### Job
Render every line of the listing below as a numbered list, omitting any blank lines. Leave the pictures out of the result.

### Materials provided
_ _ _ _ _
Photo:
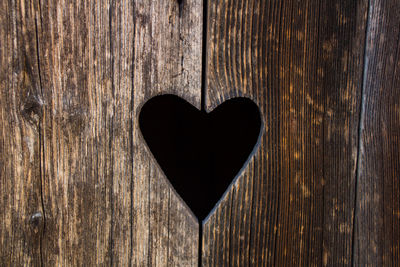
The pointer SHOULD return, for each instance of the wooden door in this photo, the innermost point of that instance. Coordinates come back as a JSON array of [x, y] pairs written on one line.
[[79, 186]]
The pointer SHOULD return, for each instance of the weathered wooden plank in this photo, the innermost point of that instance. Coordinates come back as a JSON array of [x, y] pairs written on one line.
[[21, 220], [377, 232], [106, 201], [302, 63]]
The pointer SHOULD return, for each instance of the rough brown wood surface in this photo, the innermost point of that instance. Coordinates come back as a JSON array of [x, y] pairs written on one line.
[[377, 231], [74, 75], [20, 146], [302, 63], [78, 185]]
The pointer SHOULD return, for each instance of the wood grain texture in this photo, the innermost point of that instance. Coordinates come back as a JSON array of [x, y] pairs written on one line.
[[20, 147], [302, 63], [377, 238], [73, 130]]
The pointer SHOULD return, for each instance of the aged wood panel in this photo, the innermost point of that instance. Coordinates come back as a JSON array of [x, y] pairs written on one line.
[[21, 219], [377, 238], [302, 63], [69, 126]]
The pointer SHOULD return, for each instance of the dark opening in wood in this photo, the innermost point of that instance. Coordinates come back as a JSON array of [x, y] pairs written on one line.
[[200, 153]]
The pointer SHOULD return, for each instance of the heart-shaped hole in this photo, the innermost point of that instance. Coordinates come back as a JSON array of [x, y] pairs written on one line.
[[200, 153]]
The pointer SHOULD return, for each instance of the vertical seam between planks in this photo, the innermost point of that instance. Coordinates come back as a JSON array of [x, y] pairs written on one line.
[[132, 131], [41, 141], [204, 57], [360, 129], [111, 244]]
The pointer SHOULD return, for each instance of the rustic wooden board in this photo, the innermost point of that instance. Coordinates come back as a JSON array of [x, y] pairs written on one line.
[[377, 238], [20, 146], [302, 63], [69, 126]]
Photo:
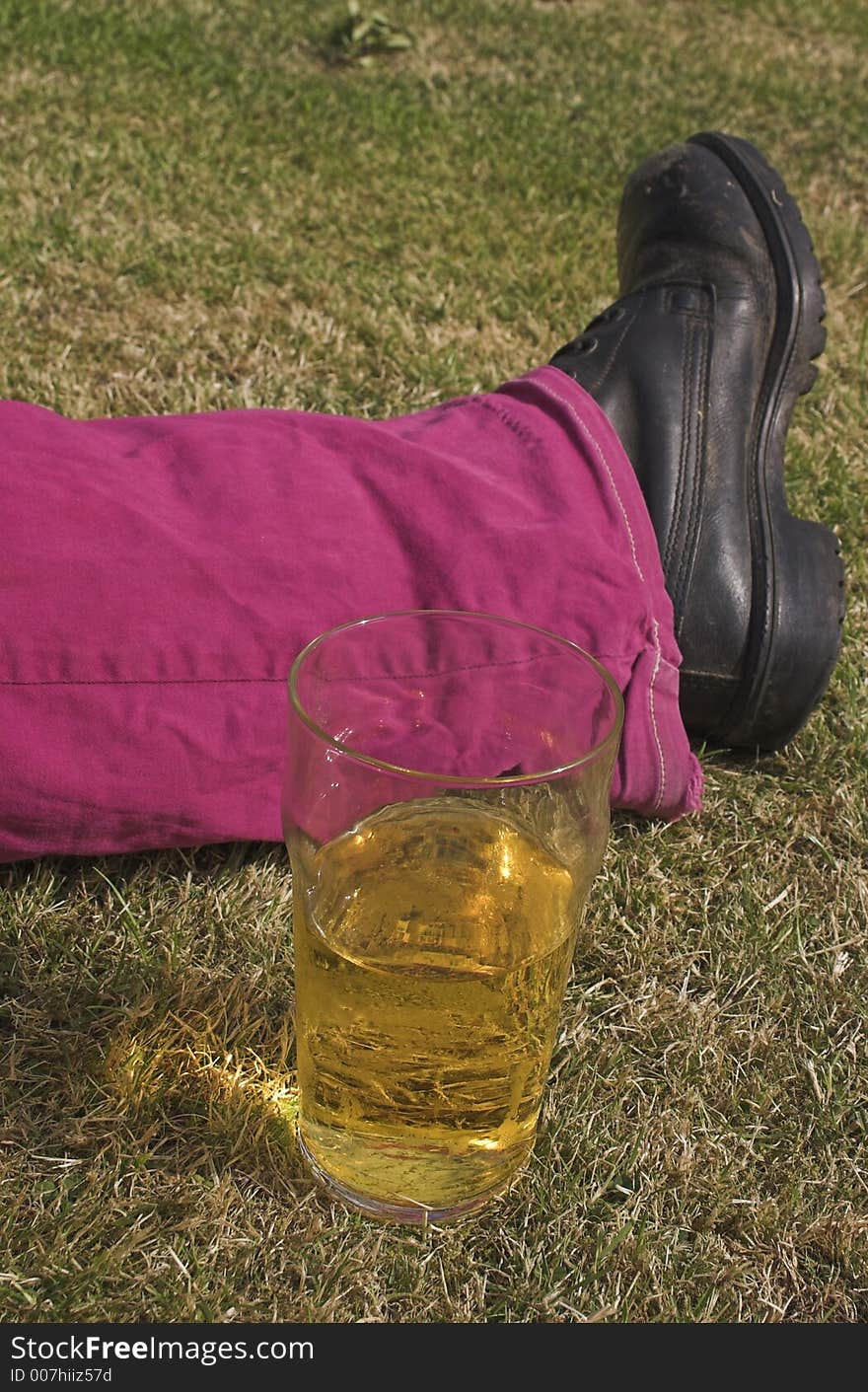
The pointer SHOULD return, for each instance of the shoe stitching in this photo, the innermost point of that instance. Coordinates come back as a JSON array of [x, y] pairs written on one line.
[[587, 432], [629, 324], [694, 517], [675, 527]]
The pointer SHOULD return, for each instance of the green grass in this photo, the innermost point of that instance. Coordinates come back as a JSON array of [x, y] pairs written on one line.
[[203, 207]]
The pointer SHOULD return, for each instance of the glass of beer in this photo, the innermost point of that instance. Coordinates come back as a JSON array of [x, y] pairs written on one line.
[[445, 808]]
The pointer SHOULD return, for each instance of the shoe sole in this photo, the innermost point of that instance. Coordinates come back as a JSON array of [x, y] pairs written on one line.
[[797, 572]]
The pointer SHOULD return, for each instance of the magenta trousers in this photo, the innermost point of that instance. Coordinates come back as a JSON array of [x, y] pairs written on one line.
[[160, 574]]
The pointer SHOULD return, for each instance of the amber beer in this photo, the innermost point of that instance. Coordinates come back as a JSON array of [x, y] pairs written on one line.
[[445, 805], [431, 951]]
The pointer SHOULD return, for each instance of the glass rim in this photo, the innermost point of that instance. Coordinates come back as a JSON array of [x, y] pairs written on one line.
[[460, 779]]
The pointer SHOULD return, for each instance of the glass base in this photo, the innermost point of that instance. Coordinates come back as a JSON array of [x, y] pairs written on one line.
[[403, 1212]]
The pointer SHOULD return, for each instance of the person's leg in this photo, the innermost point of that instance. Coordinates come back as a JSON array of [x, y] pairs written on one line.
[[698, 366], [163, 574]]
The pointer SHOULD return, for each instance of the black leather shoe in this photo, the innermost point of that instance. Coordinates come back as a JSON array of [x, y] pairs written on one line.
[[698, 366]]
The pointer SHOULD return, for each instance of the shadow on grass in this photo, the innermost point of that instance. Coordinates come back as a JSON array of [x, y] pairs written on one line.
[[176, 1053]]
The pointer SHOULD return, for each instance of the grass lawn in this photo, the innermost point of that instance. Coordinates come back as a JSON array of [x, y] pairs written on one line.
[[202, 209]]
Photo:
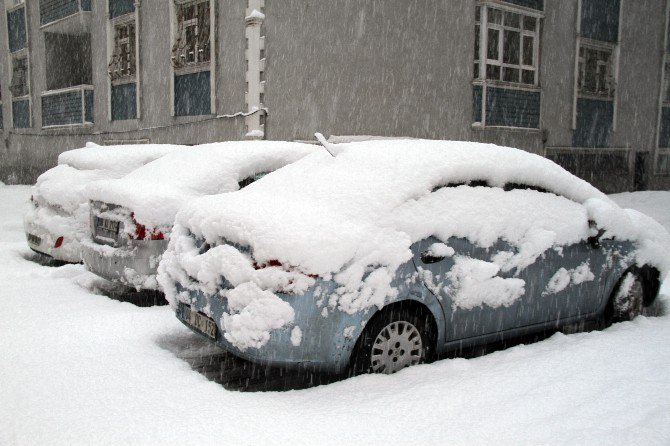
_ _ _ _ _
### Exercise response
1. Photo:
2. The pointer SHOULD return, for each instance of the wooden door in this photo, the innermost point of that instance. Coordinates come back as a JSON array of [x, y] pairs written on one line.
3. [[79, 186]]
4. The pointer SHOULD return, for each instance of the weathered wooden plank in this photo, the innermost point of that instance. Coordinates come back as a JSON array of [x, y] pairs written on one line.
5. [[21, 220], [377, 232], [106, 201], [302, 63]]
6. The pointer SHOULD return, for each instance of the rough brown wood surface in this photo, the innermost point of that instance. Coordinates come back as a JSON array of [x, y] pairs written on one line.
7. [[377, 231], [74, 75], [20, 146], [302, 63], [78, 185]]
8. The pointer SHOULD return, for each instance of the wood grain texture in this photo, the innermost point of that instance. Coordinates come back as a JSON array of [x, y] pairs written on one line.
9. [[20, 147], [302, 63], [377, 238], [73, 130]]
10. The pointer SHOULD return, for each instance of the aged wood panel in this photo, the innermost point of that instance. Coordinates come back as a JSON array of [x, y] pairs written on one line.
11. [[21, 219], [377, 238], [302, 63], [69, 126]]
12. The pointer SHOULD return, for each instance of the dark opening in wood in this photo, the innermost point of that instance. Coordinates come back as a JSON array of [x, y] pairs written on one line.
13. [[200, 153]]
14. The pointer SHOULD return, for each instance of the heart-shaped hole in this photo, the innermost point of that instance. Coordinates come back as a JSON array of [x, y] pairs written on one line.
15. [[200, 153]]
16. The pointer SHOULD return, for each instance of the vertical seam between planks in this photo, the innermost point of that instance. Coordinates come back as a JSON array of [x, y] pairs written on one line.
17. [[132, 131], [41, 141], [204, 57], [360, 129], [111, 244]]
18. The pointer SHOULD return, for each instance of the rustic wooden board in this photo, the innermost point of that instance. Coordinates come back as a JSON array of [x, y] pairs written on one line.
19. [[377, 238], [20, 146], [302, 63], [69, 126]]
20. Photo:
21. The pointer SHOULD return, for each instance of the shoe stitching in this photo, the innermost point of that instance. Coordinates come back as a JSON array of [x, y] pairs written on one line.
22. [[587, 432], [629, 324], [694, 517], [675, 527]]
23. The pointer SHOULD return, for each instance of the green grass in this photo, the innermost point of that instance. Coordinates come back as a JSON array of [x, y] pairs written on one line.
24. [[203, 207]]
25. The pointer SHOULD return, for each instance of the glass of beer in this photo, the innermost point of that instance. Coordinates come back as a JSON array of [x, y] pairs written on one line.
26. [[445, 808]]
27. The pointer SHOULD return, for each instance of the shoe sole in this photo, the innermost point of that instance. Coordinates come back as a JSON array of [x, y] pairs written on one line.
28. [[797, 572]]
29. The pointer SHOULD return, for each instance of the magenta trousers in this photo, the innermost point of that instance. Coordinates come back as a JSON array of [x, y] pairs written on one line.
30. [[160, 574]]
31. The pointer SHOULD return, for each instance of the amber beer in this photo, the innermost point of that instance. Coordinates come back as a JSON array of [x, y] pairs written on one line.
32. [[445, 805], [431, 951]]
33. The pointer SHOULD return, for each instance of the glass rim in this photo, the innermost point of that instance. Coordinates come back as a JSON array of [x, y] pairs written on one line.
34. [[460, 779]]
35. The pointer SHOULD return, for each instance of the glass base in this photo, the innermost point of that instance. Coordinates come back as a JSON array of [x, y] pairs written on one line.
36. [[403, 1212]]
37. The pointer SHOULD return, for each instance of the person's leg in this photo, the innermost point of that instance. Coordinates come back as a JSON array of [x, y] pairs written on one line.
38. [[698, 366], [163, 574]]
39. The pointer SHOULD return, for each instance of the black leather shoe in this photo, the innermost point of that instance. Coordinates come back as a JSON array of [x, y] pairs written on one line.
40. [[698, 366]]
41. The pointer SHOULD return, for each instance of the shadow on grass in this photo, the innermost point of that instance. Coordinates come back as a JSON array of [x, y] pairs written on one line.
42. [[176, 1053]]
43. The pointer SHOULD return, for each instance of the grass lawn in this photo, the innermost point of that instance. Coordinates come back as a JSON array of [x, y] pairs written on one line.
44. [[202, 209]]
45. Photo:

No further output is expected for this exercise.